[TASK INSTRUCTIONS]: Locate each line in the entries below that contains the word "jacket", and copy those lines out.

[RECORD LIST]:
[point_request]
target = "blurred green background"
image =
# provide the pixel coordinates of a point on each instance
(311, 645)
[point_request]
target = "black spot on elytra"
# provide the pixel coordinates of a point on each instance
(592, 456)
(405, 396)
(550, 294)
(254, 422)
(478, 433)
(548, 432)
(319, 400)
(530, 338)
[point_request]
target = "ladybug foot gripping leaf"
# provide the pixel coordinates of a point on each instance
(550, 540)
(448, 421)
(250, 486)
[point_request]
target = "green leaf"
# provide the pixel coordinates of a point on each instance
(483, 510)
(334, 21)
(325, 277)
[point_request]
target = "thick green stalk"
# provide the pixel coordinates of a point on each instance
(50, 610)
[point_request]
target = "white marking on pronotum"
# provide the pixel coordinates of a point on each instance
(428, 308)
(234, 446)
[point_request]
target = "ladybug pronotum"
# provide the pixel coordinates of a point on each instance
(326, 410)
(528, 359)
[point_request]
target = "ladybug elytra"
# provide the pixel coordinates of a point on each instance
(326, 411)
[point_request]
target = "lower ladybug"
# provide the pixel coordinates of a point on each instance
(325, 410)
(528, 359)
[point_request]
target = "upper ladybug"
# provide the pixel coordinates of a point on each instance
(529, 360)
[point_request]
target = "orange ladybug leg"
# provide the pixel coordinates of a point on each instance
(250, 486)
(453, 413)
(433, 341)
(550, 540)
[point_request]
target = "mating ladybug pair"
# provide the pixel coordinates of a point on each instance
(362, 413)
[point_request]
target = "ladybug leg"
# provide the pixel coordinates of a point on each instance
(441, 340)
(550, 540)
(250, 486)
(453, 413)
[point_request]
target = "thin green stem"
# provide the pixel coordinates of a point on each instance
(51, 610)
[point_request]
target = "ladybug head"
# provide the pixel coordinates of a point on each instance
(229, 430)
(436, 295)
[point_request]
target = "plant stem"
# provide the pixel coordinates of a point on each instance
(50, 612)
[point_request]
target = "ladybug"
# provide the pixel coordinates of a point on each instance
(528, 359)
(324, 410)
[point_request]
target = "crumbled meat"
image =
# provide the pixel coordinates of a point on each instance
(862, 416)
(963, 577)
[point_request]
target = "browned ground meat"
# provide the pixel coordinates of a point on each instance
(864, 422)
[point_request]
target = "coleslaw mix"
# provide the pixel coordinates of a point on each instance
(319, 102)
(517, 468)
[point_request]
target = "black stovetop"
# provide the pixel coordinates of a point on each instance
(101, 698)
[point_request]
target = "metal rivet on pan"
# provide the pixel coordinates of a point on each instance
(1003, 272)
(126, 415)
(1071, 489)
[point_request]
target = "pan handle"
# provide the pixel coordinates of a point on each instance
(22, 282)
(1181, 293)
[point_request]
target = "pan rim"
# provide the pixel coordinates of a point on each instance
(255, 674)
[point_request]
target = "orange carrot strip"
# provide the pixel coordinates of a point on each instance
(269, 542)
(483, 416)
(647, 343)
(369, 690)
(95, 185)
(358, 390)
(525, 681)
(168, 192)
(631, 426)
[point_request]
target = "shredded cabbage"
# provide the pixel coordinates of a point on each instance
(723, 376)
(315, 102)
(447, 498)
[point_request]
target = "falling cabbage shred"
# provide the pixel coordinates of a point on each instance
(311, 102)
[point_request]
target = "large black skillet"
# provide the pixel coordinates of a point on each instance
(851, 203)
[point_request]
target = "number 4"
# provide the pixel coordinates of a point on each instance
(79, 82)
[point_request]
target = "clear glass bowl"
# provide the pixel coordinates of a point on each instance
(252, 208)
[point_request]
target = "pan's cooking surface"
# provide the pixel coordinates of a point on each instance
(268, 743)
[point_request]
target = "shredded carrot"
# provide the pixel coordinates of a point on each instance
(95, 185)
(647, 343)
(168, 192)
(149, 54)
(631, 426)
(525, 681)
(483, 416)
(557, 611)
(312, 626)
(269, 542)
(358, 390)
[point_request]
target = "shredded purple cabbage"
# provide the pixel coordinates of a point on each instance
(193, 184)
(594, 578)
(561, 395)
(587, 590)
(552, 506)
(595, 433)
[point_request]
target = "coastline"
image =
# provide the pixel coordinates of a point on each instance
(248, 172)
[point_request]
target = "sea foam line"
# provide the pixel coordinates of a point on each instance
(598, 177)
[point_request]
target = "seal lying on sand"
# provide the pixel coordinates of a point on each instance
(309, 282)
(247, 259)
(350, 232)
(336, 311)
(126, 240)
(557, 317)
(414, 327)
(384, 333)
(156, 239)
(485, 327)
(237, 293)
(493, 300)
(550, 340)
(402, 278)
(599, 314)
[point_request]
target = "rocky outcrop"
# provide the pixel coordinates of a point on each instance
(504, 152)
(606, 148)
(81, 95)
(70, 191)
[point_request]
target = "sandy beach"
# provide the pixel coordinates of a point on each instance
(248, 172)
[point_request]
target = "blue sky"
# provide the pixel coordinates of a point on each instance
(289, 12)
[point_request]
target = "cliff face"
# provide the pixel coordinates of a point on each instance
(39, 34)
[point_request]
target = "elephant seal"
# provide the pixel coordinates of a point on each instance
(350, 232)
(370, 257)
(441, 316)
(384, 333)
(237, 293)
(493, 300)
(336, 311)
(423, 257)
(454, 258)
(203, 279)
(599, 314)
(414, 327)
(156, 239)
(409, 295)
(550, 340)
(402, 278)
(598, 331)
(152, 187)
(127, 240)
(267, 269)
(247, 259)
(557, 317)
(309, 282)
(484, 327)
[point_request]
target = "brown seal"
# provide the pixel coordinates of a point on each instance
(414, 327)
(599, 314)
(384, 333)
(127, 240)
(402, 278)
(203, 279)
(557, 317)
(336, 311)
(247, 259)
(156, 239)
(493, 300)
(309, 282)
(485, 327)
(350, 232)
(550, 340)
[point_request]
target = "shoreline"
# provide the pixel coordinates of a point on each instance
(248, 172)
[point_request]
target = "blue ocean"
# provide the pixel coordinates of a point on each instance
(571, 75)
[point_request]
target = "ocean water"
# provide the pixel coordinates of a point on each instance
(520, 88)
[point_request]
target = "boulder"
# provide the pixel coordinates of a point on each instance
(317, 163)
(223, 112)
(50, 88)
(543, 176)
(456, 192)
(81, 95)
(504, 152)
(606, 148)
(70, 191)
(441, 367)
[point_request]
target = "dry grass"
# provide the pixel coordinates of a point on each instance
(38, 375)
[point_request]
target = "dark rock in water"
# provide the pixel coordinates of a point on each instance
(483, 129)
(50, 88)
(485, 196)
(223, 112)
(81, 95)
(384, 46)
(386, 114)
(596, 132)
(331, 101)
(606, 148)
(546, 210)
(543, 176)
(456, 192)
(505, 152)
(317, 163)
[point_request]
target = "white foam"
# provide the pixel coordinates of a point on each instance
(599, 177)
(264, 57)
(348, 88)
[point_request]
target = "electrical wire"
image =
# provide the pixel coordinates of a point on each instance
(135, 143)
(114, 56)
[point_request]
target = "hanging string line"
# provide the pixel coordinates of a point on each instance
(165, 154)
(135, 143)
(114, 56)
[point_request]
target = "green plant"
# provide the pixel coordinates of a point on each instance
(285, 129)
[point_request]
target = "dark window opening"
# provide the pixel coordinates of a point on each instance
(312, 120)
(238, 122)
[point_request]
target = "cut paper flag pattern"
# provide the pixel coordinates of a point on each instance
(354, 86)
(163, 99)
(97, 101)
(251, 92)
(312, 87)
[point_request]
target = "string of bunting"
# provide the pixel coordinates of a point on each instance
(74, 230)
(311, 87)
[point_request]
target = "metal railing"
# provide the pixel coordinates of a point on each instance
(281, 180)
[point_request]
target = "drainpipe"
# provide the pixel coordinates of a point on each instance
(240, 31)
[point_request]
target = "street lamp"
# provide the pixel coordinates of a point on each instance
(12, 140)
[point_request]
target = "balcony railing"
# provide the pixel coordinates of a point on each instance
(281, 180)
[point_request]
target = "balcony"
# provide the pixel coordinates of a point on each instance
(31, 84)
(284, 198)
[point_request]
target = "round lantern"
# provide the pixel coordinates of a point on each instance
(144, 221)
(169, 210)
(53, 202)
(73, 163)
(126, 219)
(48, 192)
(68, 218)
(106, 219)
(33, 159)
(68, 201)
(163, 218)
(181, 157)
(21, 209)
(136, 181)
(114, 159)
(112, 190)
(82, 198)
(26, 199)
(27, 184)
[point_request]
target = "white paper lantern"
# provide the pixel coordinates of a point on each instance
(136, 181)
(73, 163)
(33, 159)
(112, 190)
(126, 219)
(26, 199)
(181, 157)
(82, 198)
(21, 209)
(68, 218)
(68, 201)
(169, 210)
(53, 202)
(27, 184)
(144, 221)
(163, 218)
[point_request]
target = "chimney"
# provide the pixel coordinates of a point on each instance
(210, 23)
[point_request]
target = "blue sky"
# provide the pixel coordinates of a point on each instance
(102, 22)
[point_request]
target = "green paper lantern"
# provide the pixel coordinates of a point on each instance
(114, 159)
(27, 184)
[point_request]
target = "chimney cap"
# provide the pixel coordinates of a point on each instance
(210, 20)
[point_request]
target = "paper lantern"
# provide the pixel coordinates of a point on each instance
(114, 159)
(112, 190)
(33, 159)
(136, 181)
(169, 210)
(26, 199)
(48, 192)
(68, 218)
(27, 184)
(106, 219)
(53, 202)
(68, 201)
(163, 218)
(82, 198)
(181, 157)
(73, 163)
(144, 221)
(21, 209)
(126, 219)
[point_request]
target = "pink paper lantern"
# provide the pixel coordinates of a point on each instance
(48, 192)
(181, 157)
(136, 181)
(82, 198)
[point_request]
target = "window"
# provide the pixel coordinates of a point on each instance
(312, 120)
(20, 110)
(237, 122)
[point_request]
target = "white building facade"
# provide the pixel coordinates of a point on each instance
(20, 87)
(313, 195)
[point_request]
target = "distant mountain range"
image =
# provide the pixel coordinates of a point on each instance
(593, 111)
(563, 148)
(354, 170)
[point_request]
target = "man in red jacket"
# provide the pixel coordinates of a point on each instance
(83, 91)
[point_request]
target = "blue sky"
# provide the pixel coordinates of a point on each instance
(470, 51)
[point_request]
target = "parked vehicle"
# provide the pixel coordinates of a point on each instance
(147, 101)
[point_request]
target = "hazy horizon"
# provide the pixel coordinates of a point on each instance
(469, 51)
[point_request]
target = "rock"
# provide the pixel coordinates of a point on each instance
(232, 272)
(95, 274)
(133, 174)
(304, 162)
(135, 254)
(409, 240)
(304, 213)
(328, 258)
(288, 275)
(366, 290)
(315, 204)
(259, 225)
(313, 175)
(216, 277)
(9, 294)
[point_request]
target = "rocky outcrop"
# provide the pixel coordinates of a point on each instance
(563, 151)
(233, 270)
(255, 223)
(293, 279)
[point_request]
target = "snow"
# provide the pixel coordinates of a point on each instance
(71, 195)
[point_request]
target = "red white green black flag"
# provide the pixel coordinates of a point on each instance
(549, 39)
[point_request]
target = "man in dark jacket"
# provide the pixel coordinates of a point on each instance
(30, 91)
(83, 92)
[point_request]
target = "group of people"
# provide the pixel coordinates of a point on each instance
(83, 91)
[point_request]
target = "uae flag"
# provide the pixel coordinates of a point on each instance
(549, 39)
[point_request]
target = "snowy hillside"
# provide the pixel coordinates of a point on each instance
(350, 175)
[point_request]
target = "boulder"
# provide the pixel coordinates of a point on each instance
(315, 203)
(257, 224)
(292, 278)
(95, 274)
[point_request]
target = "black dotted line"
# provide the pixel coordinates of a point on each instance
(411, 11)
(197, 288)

[FINISHED ANSWER]:
target = "man in red jacket"
target = "man in dark jacket"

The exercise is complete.